### EXTRACT:
The fourth season of the American television series Señora Acero also known as Señora Acero: La Coyote, written by Indira Páez based on an original story by Roberto Stopello, revolves around Vicenta Acero, a coyote woman who fights against the Mexican government and the United States Border Patrol for helping to cross immigrants on the border and make them fulfill their American dream. She, her brother and her boyfriend managed to unmask the Mexican government and continues to work in the business of helping immigrants cross the border. 

The season is starred Carolina Miranda as Vicenta Acero, Luis Ernesto Franco as Daniel Philips, Ana Lucía Domínguez as La Tuti, Diego Cadavid as Señor Romero, and Jorge Zárate as El Indio Amaro, and the special participation of Gaby Espino as Indira Cárdenas.

The fourth season began airing on 6 November 2017, on Telemundo, and concluded on 20 February 2018.

The season has as its main axis, illegal immigration, the inclusion of Julián Romero, a new enemy of Los Acero, and the life of Indira Cárdenas as a mother.

Plot 
Vicenta Acero (Carolina Miranda) and Daniel Phillips (Luis Ernesto Franco) swore an eternal love after ending Chucho Casáres (Sergio Goyri) in the middle of the desert, but they know that destiny is not on their side. Both the government of Mexico and the United States are against the Acero family, since they are responsible for the death of the governor of Chihuahua, Chucho Casáres. Obliged to go underground, Vicenta and Daniel decide to move to Nuevo Laredo, Tamaulipas. Now they have more enemies than ever. Indira Cárdenas (Gaby Espino), who she is now the head of the Department of Homeland Security and Border Patrol of Texas, continues to be the biggest hurdle for Vicenta and Daniel. El Indio Amaro (Jorge Zárate), without money and power, blackmails Indira to allow him to pass drugs across the border and rebuild his cartel. But Vicenta and Daniel intercept the cargo, leaving El Indio ruined and vowing to take revenge on them. As if that were not enough, a new enemy appears, the Colombian known as Mr. Romero. Mr. Romero is in fact Julián Montero (Diego Cadavid), son of Briceida Montero and nephew of Rodrigo Montero, and has come to Mexico to avenge the death of his family. Mr. Romero joins forces with all the enemies of Los Acero to get what he wants, forming a team first with El Indio Amaro and then with Tuti. La Tuti (Ana Lucía Domínguez), anxious for revenge against El Indio, has been attracting her clients to her own organization, "The Havana Cartel", also known as "The Mamacitas Cartel", led by a clan of beautiful women.

### RAW DATA:
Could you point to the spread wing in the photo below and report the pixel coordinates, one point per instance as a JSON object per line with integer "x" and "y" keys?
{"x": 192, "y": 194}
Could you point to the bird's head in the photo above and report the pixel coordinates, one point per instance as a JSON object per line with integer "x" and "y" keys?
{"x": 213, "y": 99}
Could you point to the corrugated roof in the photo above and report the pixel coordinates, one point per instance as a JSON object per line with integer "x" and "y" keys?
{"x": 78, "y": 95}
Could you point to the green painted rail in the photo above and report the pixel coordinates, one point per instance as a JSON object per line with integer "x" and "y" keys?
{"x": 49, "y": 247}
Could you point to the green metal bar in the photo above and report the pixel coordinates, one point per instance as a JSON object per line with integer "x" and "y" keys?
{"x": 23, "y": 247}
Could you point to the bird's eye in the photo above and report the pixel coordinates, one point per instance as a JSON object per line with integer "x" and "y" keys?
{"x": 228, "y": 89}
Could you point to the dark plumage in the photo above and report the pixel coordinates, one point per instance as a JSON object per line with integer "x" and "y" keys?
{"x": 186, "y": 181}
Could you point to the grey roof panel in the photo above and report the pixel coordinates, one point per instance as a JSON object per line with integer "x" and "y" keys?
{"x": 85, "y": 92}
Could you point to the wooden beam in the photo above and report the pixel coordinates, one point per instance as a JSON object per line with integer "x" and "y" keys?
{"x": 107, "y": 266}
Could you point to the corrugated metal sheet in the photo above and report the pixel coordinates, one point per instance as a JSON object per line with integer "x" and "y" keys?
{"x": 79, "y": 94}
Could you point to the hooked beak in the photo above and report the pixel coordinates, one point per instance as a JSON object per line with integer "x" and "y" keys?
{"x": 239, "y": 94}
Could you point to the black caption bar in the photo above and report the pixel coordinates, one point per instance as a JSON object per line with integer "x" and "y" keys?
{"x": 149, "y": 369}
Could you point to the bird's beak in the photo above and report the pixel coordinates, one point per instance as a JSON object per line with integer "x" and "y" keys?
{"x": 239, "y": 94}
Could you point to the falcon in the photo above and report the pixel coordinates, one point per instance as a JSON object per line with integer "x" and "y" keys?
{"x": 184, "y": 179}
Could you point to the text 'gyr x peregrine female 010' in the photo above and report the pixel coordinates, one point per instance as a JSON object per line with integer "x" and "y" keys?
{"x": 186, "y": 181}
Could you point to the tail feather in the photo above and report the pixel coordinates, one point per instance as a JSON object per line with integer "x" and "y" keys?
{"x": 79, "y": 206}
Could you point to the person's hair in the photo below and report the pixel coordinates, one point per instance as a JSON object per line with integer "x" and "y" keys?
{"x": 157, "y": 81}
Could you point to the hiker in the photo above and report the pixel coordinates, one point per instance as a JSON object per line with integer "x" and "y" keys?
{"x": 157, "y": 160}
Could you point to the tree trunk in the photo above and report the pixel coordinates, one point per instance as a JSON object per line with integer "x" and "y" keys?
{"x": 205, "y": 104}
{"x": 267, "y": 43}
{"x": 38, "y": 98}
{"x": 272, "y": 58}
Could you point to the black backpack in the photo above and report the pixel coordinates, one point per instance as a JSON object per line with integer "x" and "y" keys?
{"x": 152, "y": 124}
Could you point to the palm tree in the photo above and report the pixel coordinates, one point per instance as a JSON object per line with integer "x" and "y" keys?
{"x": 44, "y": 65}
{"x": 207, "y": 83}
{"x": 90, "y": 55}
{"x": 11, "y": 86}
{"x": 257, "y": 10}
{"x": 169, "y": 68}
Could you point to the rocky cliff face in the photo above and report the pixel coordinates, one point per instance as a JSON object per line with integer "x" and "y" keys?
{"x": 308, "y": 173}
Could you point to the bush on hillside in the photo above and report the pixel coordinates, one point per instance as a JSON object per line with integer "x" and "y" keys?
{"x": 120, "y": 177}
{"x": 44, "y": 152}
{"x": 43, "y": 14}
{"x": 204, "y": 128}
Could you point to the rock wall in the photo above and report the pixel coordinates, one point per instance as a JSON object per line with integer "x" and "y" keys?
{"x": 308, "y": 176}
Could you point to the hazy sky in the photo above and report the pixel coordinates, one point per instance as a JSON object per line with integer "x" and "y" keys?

### TASK LIST:
1. According to the Señora Acero summary, why are the governments of both Mexico and the United States against the Acero family? Answer in one to three sentences.
2. Repeat everything in the Señora Acero summary from "The fourth season began" down to "as a mother.".

### OUTPUTS FOR THE TASKS:
1. Both governments are against the Acero family because the family is responsible for the death of Chucho Casáres, the governor of Chihuahua.

2.
The fourth season began airing on 6 November 2017, on Telemundo, and concluded on 20 February 2018.

The season has as its main axis, illegal immigration, the inclusion of Julián Romero, a new enemy of Los Acero, and the life of Indira Cárdenas as a mother.